From the listing below, pick out each line with the word "ocean".

Records to use ▸
Start of Block
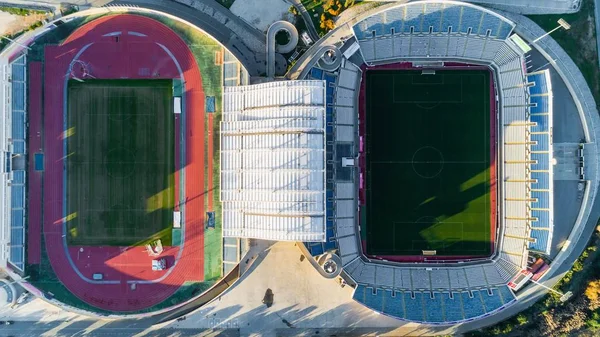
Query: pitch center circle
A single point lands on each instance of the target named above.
(120, 162)
(428, 162)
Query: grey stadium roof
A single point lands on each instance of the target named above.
(273, 161)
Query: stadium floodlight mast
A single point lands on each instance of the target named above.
(563, 297)
(561, 24)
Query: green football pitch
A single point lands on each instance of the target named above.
(428, 162)
(120, 162)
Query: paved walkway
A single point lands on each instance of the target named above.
(597, 17)
(243, 40)
(533, 6)
(590, 211)
(312, 31)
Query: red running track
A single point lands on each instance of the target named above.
(124, 46)
(34, 231)
(362, 109)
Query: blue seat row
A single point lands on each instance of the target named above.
(436, 17)
(437, 307)
(540, 99)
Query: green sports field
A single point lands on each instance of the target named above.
(428, 162)
(120, 162)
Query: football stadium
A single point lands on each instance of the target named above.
(411, 153)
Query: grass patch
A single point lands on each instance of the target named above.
(324, 12)
(226, 3)
(579, 316)
(21, 11)
(579, 42)
(428, 162)
(205, 50)
(120, 167)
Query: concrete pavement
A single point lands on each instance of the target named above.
(597, 17)
(312, 31)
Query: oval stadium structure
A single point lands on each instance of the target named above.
(416, 153)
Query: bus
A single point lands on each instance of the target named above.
(519, 281)
(537, 265)
(540, 272)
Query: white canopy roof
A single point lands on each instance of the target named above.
(273, 161)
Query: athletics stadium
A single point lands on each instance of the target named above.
(410, 152)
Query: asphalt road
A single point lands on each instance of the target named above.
(597, 16)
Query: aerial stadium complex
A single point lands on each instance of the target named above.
(411, 151)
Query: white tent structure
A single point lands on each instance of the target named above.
(273, 161)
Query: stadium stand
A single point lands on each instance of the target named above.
(15, 161)
(435, 29)
(434, 307)
(440, 31)
(340, 135)
(540, 117)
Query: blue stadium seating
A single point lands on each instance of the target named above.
(490, 22)
(541, 114)
(541, 237)
(414, 306)
(542, 199)
(438, 15)
(543, 180)
(453, 305)
(543, 217)
(541, 104)
(432, 17)
(393, 305)
(491, 302)
(17, 196)
(451, 18)
(540, 86)
(394, 19)
(542, 123)
(505, 30)
(542, 142)
(18, 146)
(374, 301)
(434, 308)
(471, 18)
(414, 16)
(472, 306)
(439, 309)
(542, 161)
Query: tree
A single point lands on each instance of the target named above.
(592, 292)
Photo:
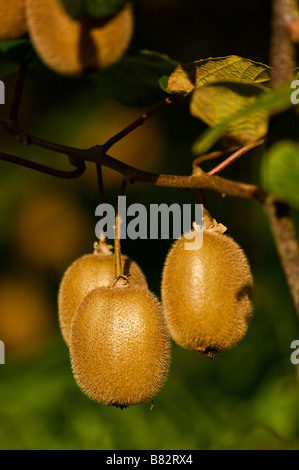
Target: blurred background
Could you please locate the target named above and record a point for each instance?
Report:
(247, 398)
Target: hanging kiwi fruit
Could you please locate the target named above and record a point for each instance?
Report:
(207, 292)
(72, 46)
(119, 346)
(12, 19)
(87, 273)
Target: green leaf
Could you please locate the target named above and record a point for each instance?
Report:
(217, 101)
(272, 102)
(280, 171)
(186, 77)
(135, 80)
(12, 53)
(15, 50)
(93, 8)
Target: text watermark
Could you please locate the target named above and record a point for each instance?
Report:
(137, 222)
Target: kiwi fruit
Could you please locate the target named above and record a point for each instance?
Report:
(12, 19)
(207, 292)
(120, 346)
(87, 273)
(71, 47)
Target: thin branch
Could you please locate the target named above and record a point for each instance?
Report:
(285, 13)
(79, 167)
(100, 183)
(138, 122)
(118, 222)
(286, 243)
(96, 154)
(239, 153)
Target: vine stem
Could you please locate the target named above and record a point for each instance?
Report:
(138, 122)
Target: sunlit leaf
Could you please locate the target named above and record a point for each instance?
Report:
(271, 102)
(215, 102)
(280, 171)
(186, 77)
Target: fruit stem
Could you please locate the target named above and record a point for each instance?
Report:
(117, 245)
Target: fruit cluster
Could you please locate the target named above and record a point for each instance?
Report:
(119, 334)
(67, 45)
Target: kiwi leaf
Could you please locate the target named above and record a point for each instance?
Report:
(271, 102)
(186, 77)
(92, 8)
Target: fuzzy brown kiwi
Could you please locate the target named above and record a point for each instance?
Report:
(69, 46)
(12, 19)
(207, 292)
(120, 346)
(87, 273)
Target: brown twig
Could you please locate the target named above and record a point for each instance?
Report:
(79, 167)
(282, 47)
(138, 122)
(285, 12)
(234, 157)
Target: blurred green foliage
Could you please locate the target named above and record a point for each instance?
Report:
(247, 398)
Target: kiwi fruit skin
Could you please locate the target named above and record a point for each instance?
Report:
(207, 294)
(12, 19)
(71, 47)
(84, 275)
(120, 346)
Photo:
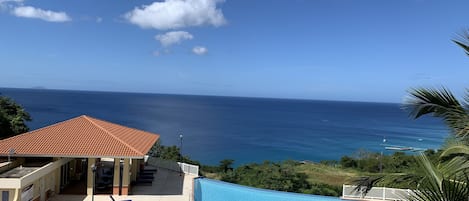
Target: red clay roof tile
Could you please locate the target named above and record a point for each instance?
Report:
(82, 136)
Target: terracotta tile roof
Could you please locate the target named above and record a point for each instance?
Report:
(82, 136)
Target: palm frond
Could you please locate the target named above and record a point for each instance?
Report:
(439, 103)
(462, 40)
(458, 149)
(453, 185)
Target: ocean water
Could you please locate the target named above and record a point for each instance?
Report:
(243, 129)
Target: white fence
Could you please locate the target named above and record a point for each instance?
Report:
(376, 193)
(176, 166)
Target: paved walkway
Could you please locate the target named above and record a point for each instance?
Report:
(167, 186)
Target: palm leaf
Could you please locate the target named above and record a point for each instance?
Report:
(462, 40)
(439, 103)
(452, 185)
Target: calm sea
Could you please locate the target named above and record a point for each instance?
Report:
(243, 129)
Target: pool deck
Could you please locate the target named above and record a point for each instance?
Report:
(167, 186)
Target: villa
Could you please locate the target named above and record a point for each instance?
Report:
(67, 155)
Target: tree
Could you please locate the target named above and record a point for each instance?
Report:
(449, 180)
(13, 118)
(226, 164)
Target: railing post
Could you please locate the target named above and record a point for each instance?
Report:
(384, 193)
(343, 190)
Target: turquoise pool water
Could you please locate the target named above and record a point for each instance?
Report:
(213, 190)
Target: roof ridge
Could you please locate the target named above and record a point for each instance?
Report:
(90, 119)
(42, 128)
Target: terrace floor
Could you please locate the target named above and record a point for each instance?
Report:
(167, 186)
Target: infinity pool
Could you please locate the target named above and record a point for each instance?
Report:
(213, 190)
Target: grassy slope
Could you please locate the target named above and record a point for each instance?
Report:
(319, 173)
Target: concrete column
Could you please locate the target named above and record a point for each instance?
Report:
(116, 181)
(133, 170)
(89, 178)
(42, 189)
(57, 181)
(126, 177)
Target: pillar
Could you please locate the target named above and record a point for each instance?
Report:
(116, 180)
(133, 170)
(126, 177)
(57, 180)
(89, 178)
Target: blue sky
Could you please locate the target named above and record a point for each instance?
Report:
(332, 49)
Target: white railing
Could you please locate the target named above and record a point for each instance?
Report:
(376, 193)
(189, 168)
(175, 166)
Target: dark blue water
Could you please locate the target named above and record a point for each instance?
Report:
(243, 129)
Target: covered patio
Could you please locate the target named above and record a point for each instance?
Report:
(87, 144)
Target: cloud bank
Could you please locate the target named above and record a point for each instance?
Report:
(175, 14)
(47, 15)
(173, 37)
(199, 50)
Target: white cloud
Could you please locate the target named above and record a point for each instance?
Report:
(47, 15)
(6, 5)
(199, 50)
(173, 37)
(174, 14)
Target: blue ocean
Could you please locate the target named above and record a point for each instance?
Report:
(243, 129)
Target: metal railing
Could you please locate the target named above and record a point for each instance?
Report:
(376, 193)
(175, 166)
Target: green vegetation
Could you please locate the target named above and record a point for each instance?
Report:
(447, 177)
(324, 178)
(12, 118)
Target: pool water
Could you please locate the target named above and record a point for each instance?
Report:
(213, 190)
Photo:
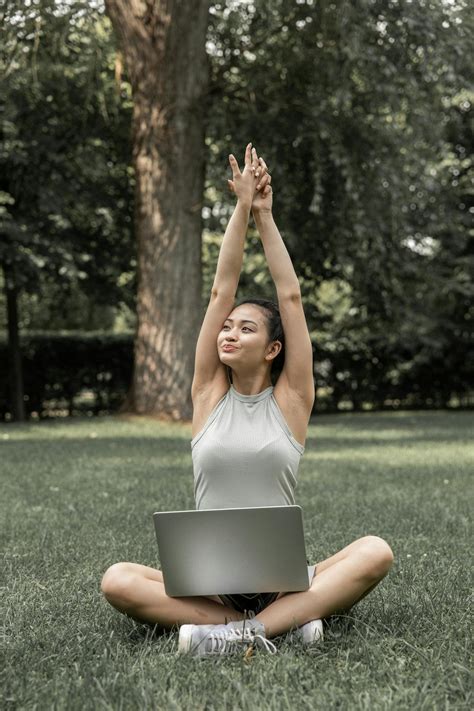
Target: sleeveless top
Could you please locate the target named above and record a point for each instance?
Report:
(245, 455)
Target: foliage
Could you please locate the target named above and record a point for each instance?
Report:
(361, 111)
(71, 373)
(65, 194)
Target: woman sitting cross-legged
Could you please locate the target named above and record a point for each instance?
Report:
(242, 416)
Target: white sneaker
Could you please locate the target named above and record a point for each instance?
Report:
(235, 637)
(310, 632)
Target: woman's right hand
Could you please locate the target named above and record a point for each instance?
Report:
(244, 183)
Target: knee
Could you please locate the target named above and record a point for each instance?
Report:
(118, 583)
(378, 557)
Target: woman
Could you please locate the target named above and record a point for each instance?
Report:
(260, 431)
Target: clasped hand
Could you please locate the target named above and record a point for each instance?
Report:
(252, 185)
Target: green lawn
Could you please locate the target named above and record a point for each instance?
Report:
(78, 495)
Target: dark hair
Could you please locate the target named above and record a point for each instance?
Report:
(275, 331)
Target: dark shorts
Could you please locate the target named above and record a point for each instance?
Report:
(256, 602)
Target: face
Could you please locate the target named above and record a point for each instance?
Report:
(244, 337)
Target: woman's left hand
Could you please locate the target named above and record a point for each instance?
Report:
(263, 196)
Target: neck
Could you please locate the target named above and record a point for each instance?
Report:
(250, 385)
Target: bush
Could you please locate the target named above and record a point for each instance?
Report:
(71, 374)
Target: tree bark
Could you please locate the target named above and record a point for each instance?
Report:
(163, 43)
(14, 351)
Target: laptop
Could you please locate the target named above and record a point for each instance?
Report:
(229, 551)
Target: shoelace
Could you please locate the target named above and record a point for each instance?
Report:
(223, 639)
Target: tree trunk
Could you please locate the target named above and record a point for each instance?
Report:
(164, 48)
(14, 352)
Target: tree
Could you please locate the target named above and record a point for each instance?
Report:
(62, 178)
(164, 48)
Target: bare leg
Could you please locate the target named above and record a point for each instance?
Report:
(138, 591)
(341, 581)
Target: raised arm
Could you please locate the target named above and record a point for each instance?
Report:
(297, 373)
(207, 364)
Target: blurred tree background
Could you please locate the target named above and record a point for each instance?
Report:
(363, 112)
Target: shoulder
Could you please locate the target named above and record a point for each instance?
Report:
(204, 402)
(295, 409)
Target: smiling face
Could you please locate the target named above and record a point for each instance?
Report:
(244, 338)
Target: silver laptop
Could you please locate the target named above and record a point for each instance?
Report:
(225, 551)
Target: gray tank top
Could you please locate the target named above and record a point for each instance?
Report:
(245, 455)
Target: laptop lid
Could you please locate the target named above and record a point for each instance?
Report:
(225, 551)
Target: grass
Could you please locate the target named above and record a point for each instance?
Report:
(78, 495)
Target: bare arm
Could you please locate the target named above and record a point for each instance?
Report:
(231, 254)
(208, 370)
(297, 373)
(278, 260)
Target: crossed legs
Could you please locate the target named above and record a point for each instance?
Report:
(341, 581)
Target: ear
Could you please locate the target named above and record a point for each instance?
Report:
(273, 350)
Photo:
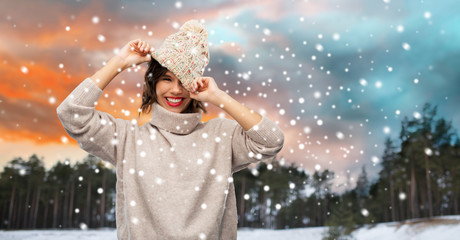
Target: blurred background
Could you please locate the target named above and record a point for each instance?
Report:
(366, 93)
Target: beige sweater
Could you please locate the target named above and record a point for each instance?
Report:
(174, 174)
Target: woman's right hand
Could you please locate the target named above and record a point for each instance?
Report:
(134, 52)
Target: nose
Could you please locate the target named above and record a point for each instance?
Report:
(177, 87)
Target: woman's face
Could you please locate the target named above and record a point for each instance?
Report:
(171, 94)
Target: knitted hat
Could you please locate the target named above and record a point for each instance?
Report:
(185, 53)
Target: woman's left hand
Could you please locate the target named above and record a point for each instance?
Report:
(205, 89)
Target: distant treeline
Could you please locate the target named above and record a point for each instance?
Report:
(418, 178)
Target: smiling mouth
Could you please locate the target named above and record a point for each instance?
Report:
(173, 101)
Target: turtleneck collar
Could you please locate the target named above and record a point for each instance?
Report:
(179, 123)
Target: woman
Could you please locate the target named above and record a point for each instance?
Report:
(174, 174)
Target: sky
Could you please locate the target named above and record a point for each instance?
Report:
(337, 76)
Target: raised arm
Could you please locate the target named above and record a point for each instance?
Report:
End of Block
Response to the task ▸
Target: ocean water
Target: blue ocean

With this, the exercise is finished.